» **EXERCISE REQUIREMENTS**: This calls for a word-for-word copy of all the data, with each picture removed.

» **STORED DATA**:

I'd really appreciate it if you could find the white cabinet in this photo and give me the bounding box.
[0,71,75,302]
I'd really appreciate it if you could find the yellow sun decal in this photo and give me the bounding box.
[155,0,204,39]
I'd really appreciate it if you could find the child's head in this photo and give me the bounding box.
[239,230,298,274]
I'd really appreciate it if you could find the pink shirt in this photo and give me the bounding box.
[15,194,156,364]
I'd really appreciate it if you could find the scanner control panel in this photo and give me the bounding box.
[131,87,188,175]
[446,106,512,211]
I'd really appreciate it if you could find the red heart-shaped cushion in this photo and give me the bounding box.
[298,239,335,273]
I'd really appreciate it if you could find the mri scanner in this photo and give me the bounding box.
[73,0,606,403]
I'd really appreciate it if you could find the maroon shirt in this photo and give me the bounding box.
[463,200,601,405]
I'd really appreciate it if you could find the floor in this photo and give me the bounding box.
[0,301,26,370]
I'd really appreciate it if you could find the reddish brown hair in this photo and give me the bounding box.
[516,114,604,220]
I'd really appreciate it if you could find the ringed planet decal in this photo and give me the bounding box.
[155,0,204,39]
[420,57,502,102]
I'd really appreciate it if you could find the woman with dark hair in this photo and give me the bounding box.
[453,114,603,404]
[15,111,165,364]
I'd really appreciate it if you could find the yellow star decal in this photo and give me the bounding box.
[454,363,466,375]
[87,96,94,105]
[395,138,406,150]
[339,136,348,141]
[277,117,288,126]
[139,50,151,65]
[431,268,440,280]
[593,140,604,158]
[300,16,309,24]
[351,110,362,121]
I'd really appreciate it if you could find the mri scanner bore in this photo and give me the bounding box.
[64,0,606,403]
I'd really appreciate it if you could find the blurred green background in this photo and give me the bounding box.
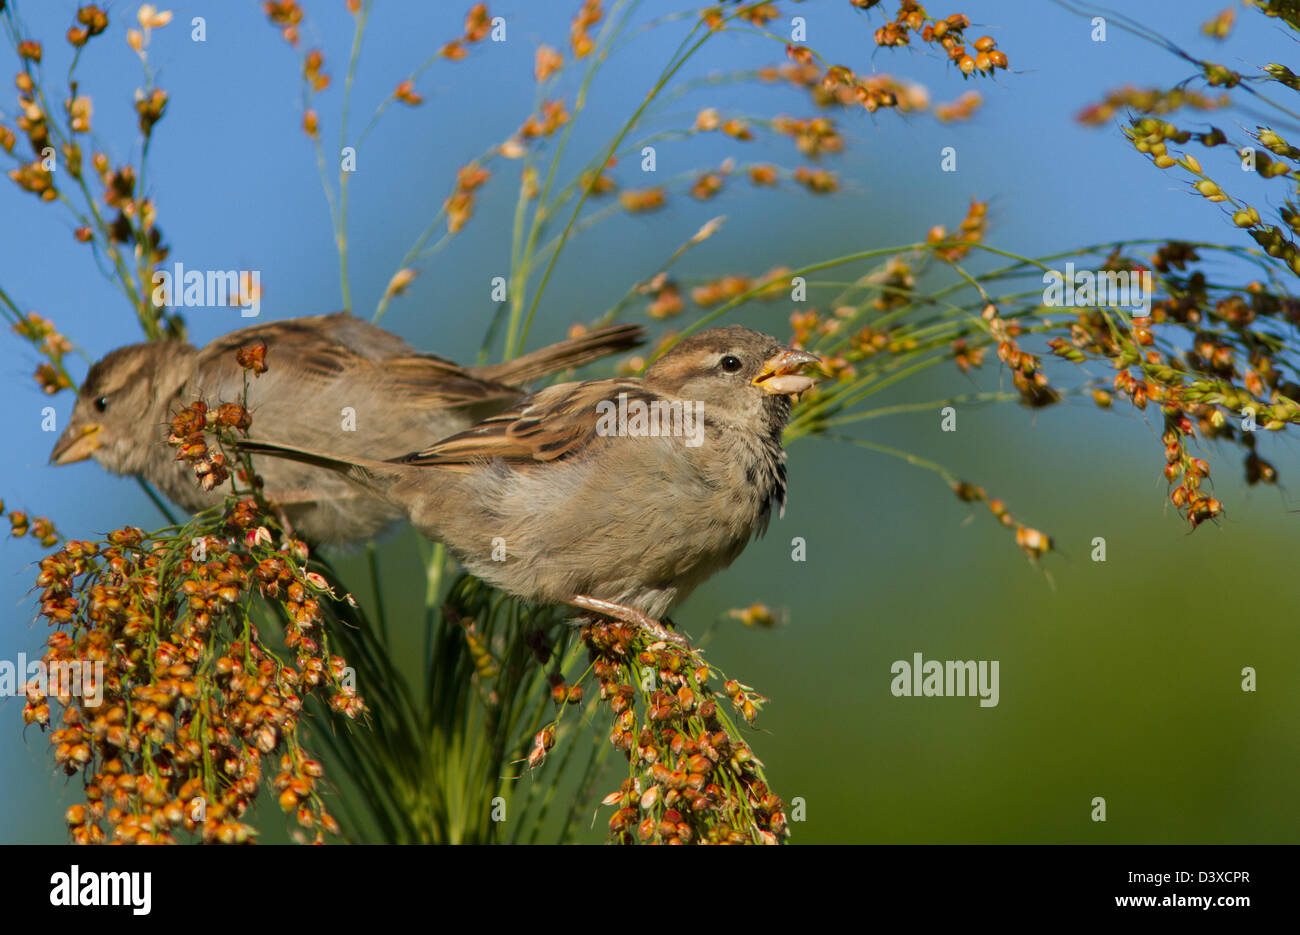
[2,1,1297,843]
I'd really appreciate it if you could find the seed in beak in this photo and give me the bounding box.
[752,348,821,396]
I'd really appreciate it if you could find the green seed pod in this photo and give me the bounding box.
[1232,207,1259,227]
[1200,127,1227,147]
[1265,63,1300,90]
[1203,63,1240,88]
[1258,128,1287,153]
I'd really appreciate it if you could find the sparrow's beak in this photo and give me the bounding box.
[49,423,102,466]
[752,348,821,396]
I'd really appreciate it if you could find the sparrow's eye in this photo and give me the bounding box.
[720,355,743,373]
[93,395,109,413]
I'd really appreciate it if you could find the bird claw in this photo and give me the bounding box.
[567,595,689,649]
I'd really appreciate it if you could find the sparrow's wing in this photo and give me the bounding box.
[471,324,645,385]
[197,312,523,409]
[396,379,663,465]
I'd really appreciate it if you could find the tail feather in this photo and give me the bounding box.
[476,323,644,385]
[238,440,400,496]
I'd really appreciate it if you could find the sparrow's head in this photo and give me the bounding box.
[644,325,820,434]
[50,341,195,474]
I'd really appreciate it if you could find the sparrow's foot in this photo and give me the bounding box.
[567,594,688,648]
[275,506,297,543]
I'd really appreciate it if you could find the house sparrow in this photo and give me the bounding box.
[49,312,644,544]
[240,326,820,641]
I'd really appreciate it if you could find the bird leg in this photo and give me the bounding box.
[263,500,298,543]
[256,490,315,543]
[567,595,688,648]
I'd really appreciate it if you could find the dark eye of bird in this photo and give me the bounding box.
[93,396,109,413]
[720,355,743,373]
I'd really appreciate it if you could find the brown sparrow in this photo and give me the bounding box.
[240,326,820,640]
[49,312,644,544]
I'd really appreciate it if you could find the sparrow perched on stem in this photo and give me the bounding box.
[240,326,820,642]
[49,312,644,544]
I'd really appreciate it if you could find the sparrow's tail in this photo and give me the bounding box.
[474,323,644,385]
[237,440,406,498]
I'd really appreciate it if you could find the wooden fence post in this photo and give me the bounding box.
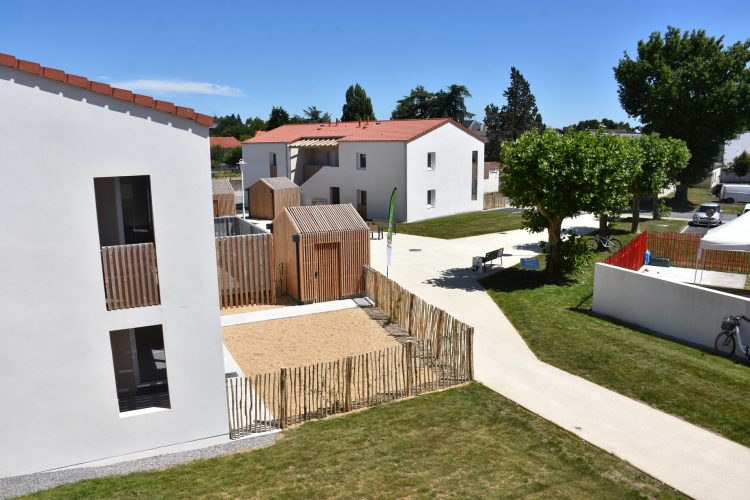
[279,368,287,429]
[405,342,414,397]
[344,356,353,412]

» **SOLUTION TO THE EXERCISE**:
I'd really appreciate it if you could find the white cabinet in this photo and give me the bounding box.
[0,71,75,302]
I'd really appreciate it if you could find the yellow sun decal in this photo and give me the bounding box.
[155,0,204,39]
I'd really appreciate it if you could find the child's head in this photo and give me the bounding box.
[239,230,298,274]
I'd really appreciate it if you could find the pink shirt in this photo and give me the bounding box.
[15,194,156,364]
I'd really appreciate it if you could find the scanner control panel in this photo and give me the bounding box.
[131,87,188,175]
[446,106,512,211]
I'd really appreciate it if you could find the red heart-shaped cushion in this photo and give me the bounding box.
[298,239,335,273]
I'd really appreciate it if you could find the mri scanner in this photo and give me the bounding box.
[73,0,606,403]
I'd really appreciate it if you could find the maroon shirt in this photo and give me the bounding box.
[463,200,601,405]
I'd really appreciate it if you could find the floor in this photo and give me the bounding box.
[0,301,26,370]
I'd really appreciate it if you could find the reddish brown hair in this photo and give me the bounding box.
[516,114,604,220]
I'd really appreciate it if you could find the ringed planet decal in this photo and give me the bounding box.
[155,0,204,39]
[420,57,502,102]
I'd really appreciate it if you could find the woman with dark hair in this photo and give me the bounding box.
[453,114,603,404]
[15,111,165,364]
I'd really appreciate it if you could find the yellow star decal in this photo and give me the bounding box.
[454,363,466,375]
[87,96,94,105]
[395,138,406,150]
[339,136,348,141]
[277,117,288,126]
[139,50,151,65]
[431,268,440,280]
[593,140,604,158]
[300,16,309,24]
[351,110,362,121]
I'd really appreciate it if you could find the mri scanner bore in this photo and give me the bounding box.
[64,0,606,403]
I'd really appreciate it if you could find the blurred green background in this photo and give me the bounding box.
[2,1,1297,843]
I'd really appreciate it if you could find the seed in beak in this photo and give me the bounding box.
[752,348,821,396]
I'd really appreciate it if you could find the green seed pod in this photo and give me the bounding box.
[1232,207,1259,227]
[1200,127,1227,147]
[1265,63,1300,90]
[1203,63,1240,88]
[1258,128,1287,153]
I'd really appreciate it if you could find the sparrow's beak in this photo and give me the bounding box.
[49,423,102,466]
[752,348,821,396]
I'd really appreciate it if you could find the sparrow's eye in this photo and give me the bounding box.
[720,355,743,373]
[93,395,109,413]
I'd really appreciate it if you could find the bird claw in this photo and give me the bounding box.
[567,595,689,649]
I'd really appreciate it if you could find the sparrow's wing in this photo and give me the bounding box.
[471,324,645,385]
[197,312,523,409]
[396,379,663,465]
I'd really appreciate it if you could find the tail feather in this photo and give me the bounding box.
[476,323,644,385]
[238,440,400,496]
I'd really appreciate it if you could find the sparrow's head in this photo and give me the bounding box.
[644,325,820,434]
[50,341,195,474]
I'd really appreciate it if you could find the sparrow's foot in this photo and give me the bounding box.
[567,594,688,648]
[275,506,297,543]
I'd really appreciate it if you could find the house sparrow in this photo and give me the bounding box.
[49,312,644,544]
[240,326,820,641]
I'd really appreciate it if you could find the bird leg in this photo and give me the bounding box.
[263,500,298,543]
[256,490,315,543]
[567,595,688,648]
I'd really appreciate it if you could find the dark eye of bird in this photo and give me the bounding box.
[93,396,109,413]
[720,355,743,373]
I'd really appreciate it if you could find the brown sparrow in this photo and give me the bounding box.
[240,326,820,640]
[49,312,644,544]
I'd really appreciate it if you could find the sparrow perched on stem in this photo and give me the bounding box.
[240,326,820,642]
[49,312,644,544]
I'd really appreciate it if you could find the sparrow's tail in this photo and give me the bounding box.
[474,323,644,385]
[237,440,406,498]
I'd really appreciate it if you could find the wooden fence post in this photo and give me the bounding box.
[279,368,287,429]
[405,342,414,397]
[344,356,353,412]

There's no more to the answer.